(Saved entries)
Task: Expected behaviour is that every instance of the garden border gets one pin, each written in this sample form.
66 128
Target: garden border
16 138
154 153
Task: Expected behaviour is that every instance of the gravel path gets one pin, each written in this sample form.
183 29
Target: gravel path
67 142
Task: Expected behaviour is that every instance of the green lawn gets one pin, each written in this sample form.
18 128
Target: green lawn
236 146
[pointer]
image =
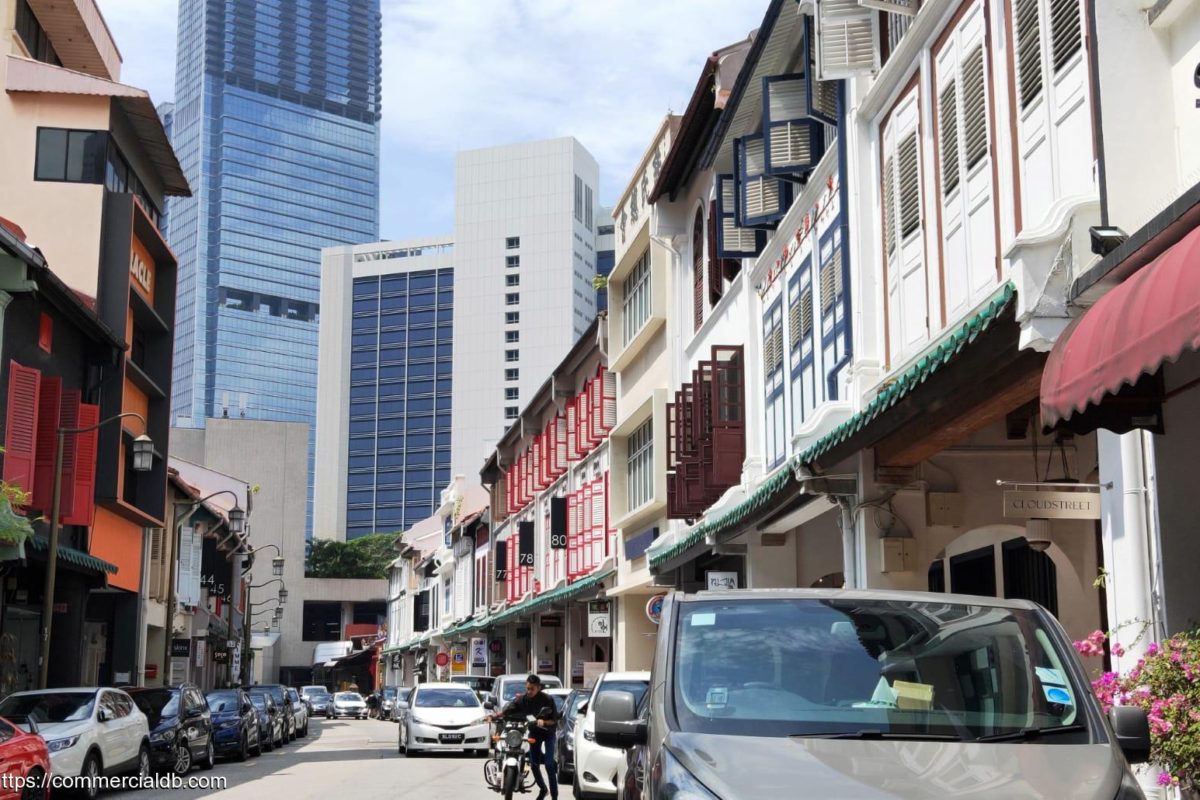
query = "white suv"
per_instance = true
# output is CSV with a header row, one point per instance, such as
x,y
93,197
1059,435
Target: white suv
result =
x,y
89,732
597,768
==
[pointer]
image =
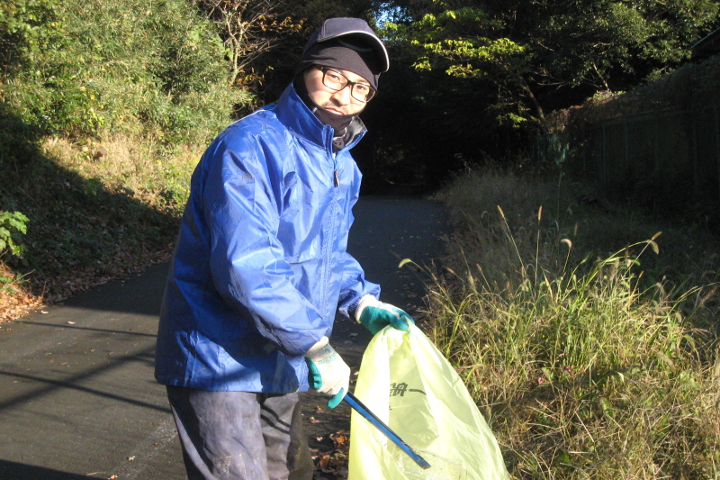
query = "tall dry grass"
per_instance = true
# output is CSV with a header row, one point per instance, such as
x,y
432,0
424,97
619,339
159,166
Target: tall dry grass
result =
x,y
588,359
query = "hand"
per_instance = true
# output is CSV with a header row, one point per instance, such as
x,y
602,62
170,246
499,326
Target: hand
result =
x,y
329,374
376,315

### Task objective
Using the records above, find and show each line with the string "this".

### Your solution
Task: Expected behaviour is that every instance of the garden border gets one pin, each written in this sample form.
Task: Expected behaviour is that every instance of the gravel path gets one pin, each written in this sample form.
Task: Expected behaviour is that every instance of the green lawn gets one pin, each written in this sample form.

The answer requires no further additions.